### Task to carry out
Swap every "raised arm" in the listing below for "lifted arm" and write it out again with nothing else changed. Leave out the pictures.

###

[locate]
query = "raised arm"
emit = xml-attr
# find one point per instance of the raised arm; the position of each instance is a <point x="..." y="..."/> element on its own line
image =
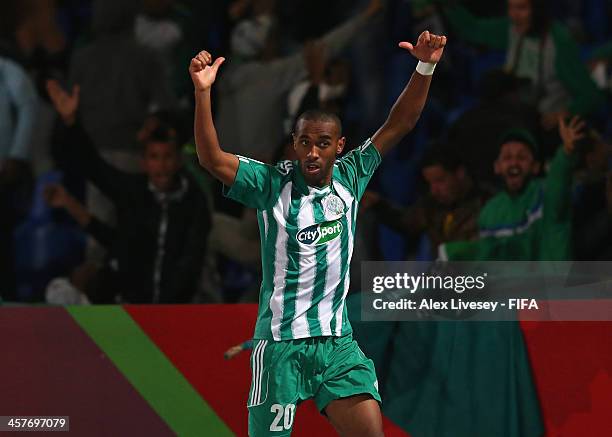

###

### Solution to this exercise
[locate]
query = "lifted arm"
emit = xml-attr
# find one point per instance of the lifted arm; the position of each instance is a <point x="..." y="..."/> element on its own line
image =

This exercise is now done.